* Supplied passage
□ □ □

The 911 dispatcher, who was in training that night, told Katie she would tell her exactly when to leave Andrew, who had no pulse, to race down the stairs and open the door for the crew.
First To ‘Pull the Brake’
“We were the first people to pull our parking brake,” said Grant Williams – then a fourth-year student, now a graduate – who said the Seminole Trail crew was the first on the scene.
“I think the wife came out crying. I don’t know,” added Colin Fogarty, now a fourth-year student. “Then it was just (running) upstairs to the room.”
Fogarty took over the chest compressions while Williams began to ventilate Andrew, working to get oxygenated blood flowing again. “His wife presumably had been doing (compressions) for the 10 minutes before we got there, which is exhausting and notable,” Williams said.
That’s because EMTs typically take four-minute shifts, but Katie had been at it much longer. Her last CPR training had been 12 years ago. Where did that muscle memory come from?
“I don’t know,” she said.
The rescue crew worked on Andrew for about 15 minutes. They used automated external defibrillator pads to shock his heart back into rhythm. The first jolt worked. Andrew’s heart muscle resumed pumping, like a fist squeezing involuntarily. But then it stopped.
“So, (he) came back to life and then fell out again, so effectively died again; (another) shock and then that’s when he was ultimately brought to” UVA Health University Medical Center, Williams said.
Another Call for Help
Once the rescue team took over for Katie, she began frantically calling friends and family. Most calls, except those to family in Arizona and California, went to voicemail.

□ □ □

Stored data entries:
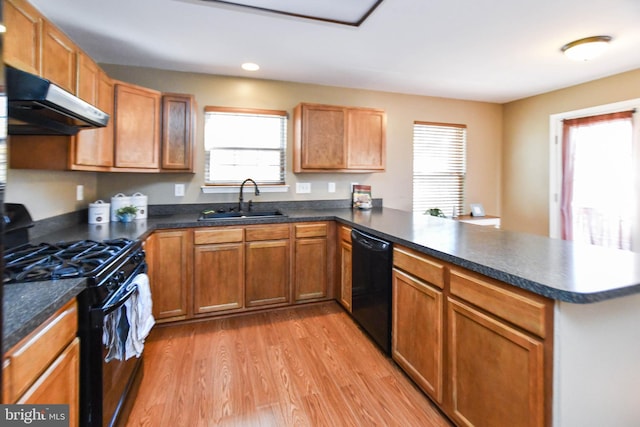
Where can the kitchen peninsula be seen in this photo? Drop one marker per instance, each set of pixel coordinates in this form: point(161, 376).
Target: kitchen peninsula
point(594, 292)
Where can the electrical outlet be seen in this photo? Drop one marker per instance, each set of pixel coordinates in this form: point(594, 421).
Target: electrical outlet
point(303, 187)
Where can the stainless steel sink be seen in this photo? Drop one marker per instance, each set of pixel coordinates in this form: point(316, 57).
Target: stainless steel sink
point(209, 215)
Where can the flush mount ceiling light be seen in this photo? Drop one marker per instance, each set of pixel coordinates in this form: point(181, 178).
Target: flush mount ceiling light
point(336, 11)
point(587, 48)
point(250, 66)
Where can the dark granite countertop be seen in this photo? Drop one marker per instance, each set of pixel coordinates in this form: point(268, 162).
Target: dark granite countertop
point(553, 268)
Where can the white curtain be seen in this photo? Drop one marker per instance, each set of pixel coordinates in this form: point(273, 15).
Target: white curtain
point(598, 193)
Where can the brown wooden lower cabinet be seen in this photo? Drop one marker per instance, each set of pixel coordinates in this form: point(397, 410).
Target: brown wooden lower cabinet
point(345, 251)
point(207, 271)
point(218, 282)
point(480, 349)
point(311, 261)
point(267, 273)
point(417, 341)
point(169, 260)
point(496, 371)
point(44, 367)
point(59, 384)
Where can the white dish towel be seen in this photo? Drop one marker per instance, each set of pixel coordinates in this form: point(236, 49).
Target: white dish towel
point(139, 315)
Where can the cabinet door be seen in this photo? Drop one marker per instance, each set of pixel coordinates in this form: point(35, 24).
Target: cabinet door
point(218, 277)
point(137, 127)
point(310, 269)
point(496, 372)
point(93, 148)
point(169, 260)
point(320, 138)
point(267, 272)
point(59, 384)
point(22, 40)
point(366, 136)
point(58, 57)
point(345, 275)
point(177, 132)
point(417, 332)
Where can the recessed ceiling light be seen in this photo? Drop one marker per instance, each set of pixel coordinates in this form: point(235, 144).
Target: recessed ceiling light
point(250, 66)
point(587, 48)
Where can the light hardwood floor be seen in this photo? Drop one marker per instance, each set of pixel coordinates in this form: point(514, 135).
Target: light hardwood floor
point(304, 366)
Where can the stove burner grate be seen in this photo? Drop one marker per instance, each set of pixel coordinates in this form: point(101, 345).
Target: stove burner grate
point(62, 260)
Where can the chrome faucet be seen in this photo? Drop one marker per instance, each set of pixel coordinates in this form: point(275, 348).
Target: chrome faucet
point(240, 199)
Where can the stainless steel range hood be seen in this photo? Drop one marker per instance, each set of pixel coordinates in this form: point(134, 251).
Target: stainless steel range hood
point(39, 107)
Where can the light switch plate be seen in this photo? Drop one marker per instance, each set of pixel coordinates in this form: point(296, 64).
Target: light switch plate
point(303, 187)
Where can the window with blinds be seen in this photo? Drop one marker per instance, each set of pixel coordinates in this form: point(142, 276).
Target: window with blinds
point(439, 167)
point(244, 143)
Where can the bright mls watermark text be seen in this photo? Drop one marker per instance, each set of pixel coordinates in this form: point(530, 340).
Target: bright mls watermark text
point(34, 415)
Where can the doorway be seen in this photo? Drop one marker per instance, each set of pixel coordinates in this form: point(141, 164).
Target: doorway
point(594, 182)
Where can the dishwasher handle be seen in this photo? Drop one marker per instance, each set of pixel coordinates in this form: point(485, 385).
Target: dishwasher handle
point(370, 242)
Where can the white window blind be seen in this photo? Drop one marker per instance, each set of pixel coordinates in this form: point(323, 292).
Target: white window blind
point(439, 167)
point(244, 143)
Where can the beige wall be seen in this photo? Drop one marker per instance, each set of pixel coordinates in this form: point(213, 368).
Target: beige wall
point(49, 193)
point(525, 155)
point(484, 121)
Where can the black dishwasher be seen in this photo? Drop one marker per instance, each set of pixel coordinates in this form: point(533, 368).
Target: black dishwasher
point(371, 286)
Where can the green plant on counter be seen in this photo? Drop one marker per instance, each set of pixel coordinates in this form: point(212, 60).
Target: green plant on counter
point(132, 210)
point(435, 212)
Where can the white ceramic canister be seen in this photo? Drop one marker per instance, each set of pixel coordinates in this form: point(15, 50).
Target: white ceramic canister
point(118, 201)
point(98, 212)
point(139, 200)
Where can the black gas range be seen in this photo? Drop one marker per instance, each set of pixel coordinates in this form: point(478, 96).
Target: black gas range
point(110, 268)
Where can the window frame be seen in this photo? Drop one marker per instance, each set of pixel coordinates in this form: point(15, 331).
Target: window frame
point(210, 185)
point(453, 207)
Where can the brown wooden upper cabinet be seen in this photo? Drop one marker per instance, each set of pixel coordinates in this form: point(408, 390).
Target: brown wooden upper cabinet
point(93, 149)
point(339, 139)
point(177, 132)
point(23, 37)
point(58, 57)
point(137, 127)
point(35, 45)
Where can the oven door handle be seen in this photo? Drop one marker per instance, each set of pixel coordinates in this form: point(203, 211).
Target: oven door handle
point(109, 308)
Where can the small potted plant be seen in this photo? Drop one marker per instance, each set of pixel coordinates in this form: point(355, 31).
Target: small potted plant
point(435, 212)
point(127, 213)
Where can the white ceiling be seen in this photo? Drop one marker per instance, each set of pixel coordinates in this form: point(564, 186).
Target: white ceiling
point(491, 50)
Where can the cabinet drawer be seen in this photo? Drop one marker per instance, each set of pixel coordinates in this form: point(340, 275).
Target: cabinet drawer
point(268, 232)
point(32, 356)
point(345, 234)
point(311, 230)
point(225, 235)
point(526, 311)
point(419, 265)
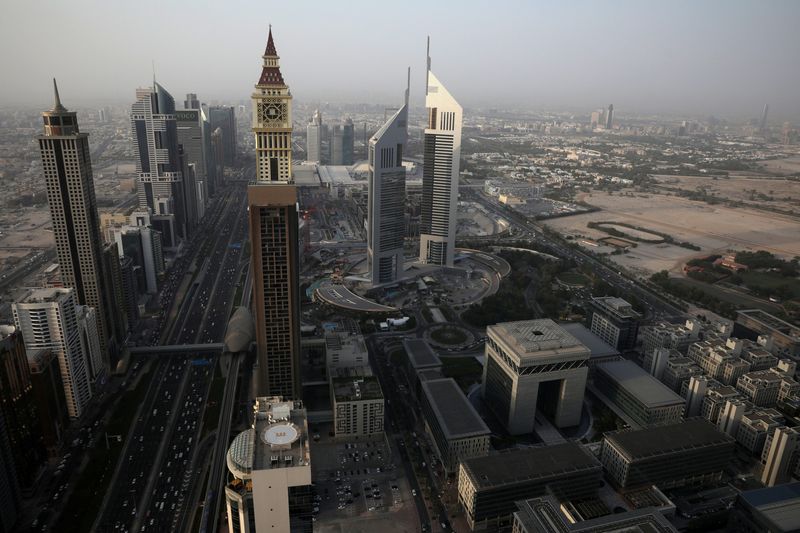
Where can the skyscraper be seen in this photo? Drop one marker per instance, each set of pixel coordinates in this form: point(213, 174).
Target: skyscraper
point(762, 124)
point(10, 498)
point(48, 319)
point(314, 138)
point(160, 183)
point(191, 101)
point(387, 197)
point(272, 202)
point(67, 166)
point(223, 117)
point(442, 153)
point(342, 138)
point(779, 456)
point(610, 117)
point(18, 407)
point(196, 142)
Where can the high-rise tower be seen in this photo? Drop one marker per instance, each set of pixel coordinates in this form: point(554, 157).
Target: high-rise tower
point(67, 166)
point(160, 183)
point(272, 203)
point(762, 124)
point(314, 138)
point(387, 198)
point(442, 153)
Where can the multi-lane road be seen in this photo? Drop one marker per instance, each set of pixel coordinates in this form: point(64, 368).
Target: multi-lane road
point(154, 482)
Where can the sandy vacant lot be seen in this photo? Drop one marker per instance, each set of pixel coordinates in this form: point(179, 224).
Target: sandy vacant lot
point(789, 165)
point(713, 228)
point(785, 194)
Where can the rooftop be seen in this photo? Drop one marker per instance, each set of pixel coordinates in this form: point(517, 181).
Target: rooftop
point(597, 346)
point(547, 514)
point(639, 384)
point(615, 306)
point(524, 464)
point(278, 439)
point(771, 322)
point(539, 338)
point(669, 438)
point(420, 354)
point(44, 295)
point(348, 389)
point(454, 412)
point(779, 505)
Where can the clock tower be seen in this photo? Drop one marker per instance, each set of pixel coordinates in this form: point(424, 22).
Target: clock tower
point(274, 234)
point(272, 121)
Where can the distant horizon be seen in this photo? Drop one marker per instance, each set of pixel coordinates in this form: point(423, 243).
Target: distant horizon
point(721, 58)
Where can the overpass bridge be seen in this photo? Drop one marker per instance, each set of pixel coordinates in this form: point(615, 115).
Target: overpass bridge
point(177, 349)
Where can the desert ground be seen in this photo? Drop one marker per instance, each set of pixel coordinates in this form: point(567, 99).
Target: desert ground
point(740, 187)
point(714, 228)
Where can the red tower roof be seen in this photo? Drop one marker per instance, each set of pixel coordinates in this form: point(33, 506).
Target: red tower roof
point(270, 51)
point(271, 75)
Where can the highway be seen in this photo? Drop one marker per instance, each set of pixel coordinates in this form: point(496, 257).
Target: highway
point(151, 486)
point(657, 306)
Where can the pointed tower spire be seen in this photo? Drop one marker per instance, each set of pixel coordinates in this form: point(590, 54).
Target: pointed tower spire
point(57, 108)
point(428, 72)
point(271, 71)
point(408, 86)
point(270, 51)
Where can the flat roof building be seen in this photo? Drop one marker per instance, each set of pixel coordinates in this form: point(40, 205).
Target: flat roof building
point(489, 486)
point(457, 430)
point(672, 455)
point(530, 365)
point(546, 514)
point(615, 321)
point(422, 364)
point(771, 509)
point(641, 396)
point(785, 336)
point(358, 407)
point(271, 468)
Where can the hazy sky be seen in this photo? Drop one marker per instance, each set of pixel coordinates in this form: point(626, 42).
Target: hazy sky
point(725, 57)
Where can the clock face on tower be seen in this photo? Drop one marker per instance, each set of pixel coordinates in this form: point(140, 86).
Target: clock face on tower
point(271, 112)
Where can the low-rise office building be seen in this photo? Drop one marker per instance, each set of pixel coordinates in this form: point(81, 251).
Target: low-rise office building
point(489, 486)
point(546, 514)
point(785, 337)
point(671, 455)
point(422, 364)
point(667, 335)
point(358, 407)
point(770, 509)
point(458, 432)
point(530, 365)
point(641, 396)
point(615, 321)
point(271, 468)
point(763, 387)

□ □ □

* Work to be completed
In the rescue account, how long did the crew work on Andrew? The listing has no role here.

* Answer to this task
About 15 minutes.